### 作業内容
ページ抜粋から、「普段は人であふれる新宿区歌舞」を含む語句で始まり「中継を見つめ、語気を強めた。」で終わる部分を一字も変えずに書き写すこと。

### ページ抜粋
▬▬▬▬▬▬
例えばこの人員の問題。前々から余剰が指摘されている歯科や
コロナ禍で需要が急減していると思われる美容整形などは
コロナ治療の支援に回るべきではないのか。
医療界でも予算要求だけでなく医療界内で人員の移動を提言すべきではないのか。
就労抑制している女医や、潜在看護師が相当数いるは公然の事実であろうに。


「廃業するしか」 東京都の休業要請で居酒屋経営者に不安(産経新聞)
https://www.sankei.com/life/news/200410/lif2004100140-n1.html
”新型コロナウイルスの感染拡大に備えた国の緊急事態宣言を受けて10日、東京都が休業要請の対象となる業種・施設を公表した。長引く自粛の影響を受けている居酒屋は、都の当初案からの変更で対象から外れたが、営業時間が午後8時まで、酒類の提供が同7時までと制限を受けることに。「支援はあるのか」「廃業するしかないかも」。翻弄された経営者らの表情は一様に厳しい。
 普段は人であふれる新宿区歌舞伎町。本来なら書き入れ時の夕方以降もシャッターを下ろした店が並び、臨時休業を告げる張り紙が目立った。
 「本当に支援を受けられるのか、はっきりと示してほしかった」。昨年9月にオープンした居酒屋「まぐろ屋 蓬」を1人で切り盛りする店主、蓬田秀一さん(51)は、小池百合子知事の記者会見を伝えるテレビ中継を見つめ、語気を強めた。
 3月の売り上げは1月に比べ6割以上減。家賃や光熱費などの固定費が重くのしかかる。換気を徹底し、除菌作用のある電解水でドアノブやテーブルを入念に拭き上げ、霧吹きで店内に噴霧するなど感染防止対策を徹底しながら営業を継続。昼間のテークアウトや配達サービス導入に活路を見いだすが、予定していたアルバイト募集はやめた。
▬▬▬▬▬▬
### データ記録
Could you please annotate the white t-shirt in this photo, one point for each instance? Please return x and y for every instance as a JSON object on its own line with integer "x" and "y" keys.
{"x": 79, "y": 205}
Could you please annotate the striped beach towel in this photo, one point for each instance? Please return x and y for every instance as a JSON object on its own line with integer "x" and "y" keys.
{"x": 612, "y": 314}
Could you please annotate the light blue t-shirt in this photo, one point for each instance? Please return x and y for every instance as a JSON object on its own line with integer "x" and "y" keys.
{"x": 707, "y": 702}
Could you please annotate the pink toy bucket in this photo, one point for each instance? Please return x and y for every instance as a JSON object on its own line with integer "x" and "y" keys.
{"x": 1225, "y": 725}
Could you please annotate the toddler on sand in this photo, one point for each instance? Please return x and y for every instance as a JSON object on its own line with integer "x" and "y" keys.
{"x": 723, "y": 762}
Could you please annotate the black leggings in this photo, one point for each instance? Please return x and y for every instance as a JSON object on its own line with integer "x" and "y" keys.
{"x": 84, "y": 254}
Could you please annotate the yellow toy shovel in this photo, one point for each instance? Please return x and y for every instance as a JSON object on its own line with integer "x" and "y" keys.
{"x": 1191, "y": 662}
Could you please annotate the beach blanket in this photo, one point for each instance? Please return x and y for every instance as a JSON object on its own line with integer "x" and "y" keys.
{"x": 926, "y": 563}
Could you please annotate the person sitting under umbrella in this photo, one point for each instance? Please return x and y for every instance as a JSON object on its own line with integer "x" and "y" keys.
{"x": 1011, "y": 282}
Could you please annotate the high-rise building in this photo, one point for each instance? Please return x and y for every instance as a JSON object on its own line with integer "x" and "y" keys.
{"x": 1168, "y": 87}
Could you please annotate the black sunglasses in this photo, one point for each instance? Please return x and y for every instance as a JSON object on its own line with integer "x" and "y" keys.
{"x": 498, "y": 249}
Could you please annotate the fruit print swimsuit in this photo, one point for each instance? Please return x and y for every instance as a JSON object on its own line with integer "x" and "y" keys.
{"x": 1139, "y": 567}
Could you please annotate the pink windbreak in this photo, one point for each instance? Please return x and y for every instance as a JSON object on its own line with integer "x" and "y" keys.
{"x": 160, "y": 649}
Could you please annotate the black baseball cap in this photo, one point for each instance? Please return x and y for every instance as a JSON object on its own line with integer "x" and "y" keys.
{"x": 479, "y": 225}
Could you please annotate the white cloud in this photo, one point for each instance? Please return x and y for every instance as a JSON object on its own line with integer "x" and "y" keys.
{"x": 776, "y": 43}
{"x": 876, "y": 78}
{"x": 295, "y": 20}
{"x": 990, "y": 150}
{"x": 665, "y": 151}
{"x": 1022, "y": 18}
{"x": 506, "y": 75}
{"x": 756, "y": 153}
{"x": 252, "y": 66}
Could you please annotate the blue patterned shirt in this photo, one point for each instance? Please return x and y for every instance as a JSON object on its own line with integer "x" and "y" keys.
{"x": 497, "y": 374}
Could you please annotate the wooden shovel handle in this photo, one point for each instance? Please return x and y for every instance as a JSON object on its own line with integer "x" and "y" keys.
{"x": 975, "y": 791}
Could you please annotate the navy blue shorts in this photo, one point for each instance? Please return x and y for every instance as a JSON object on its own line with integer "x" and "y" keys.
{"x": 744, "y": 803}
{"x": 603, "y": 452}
▬▬▬▬▬▬
### 出力
普段は人であふれる新宿区歌舞伎町。本来なら書き入れ時の夕方以降もシャッターを下ろした店が並び、臨時休業を告げる張り紙が目立った。
 「本当に支援を受けられるのか、はっきりと示してほしかった」。昨年9月にオープンした居酒屋「まぐろ屋 蓬」を1人で切り盛りする店主、蓬田秀一さん(51)は、小池百合子知事の記者会見を伝えるテレビ中継を見つめ、語気を強めた。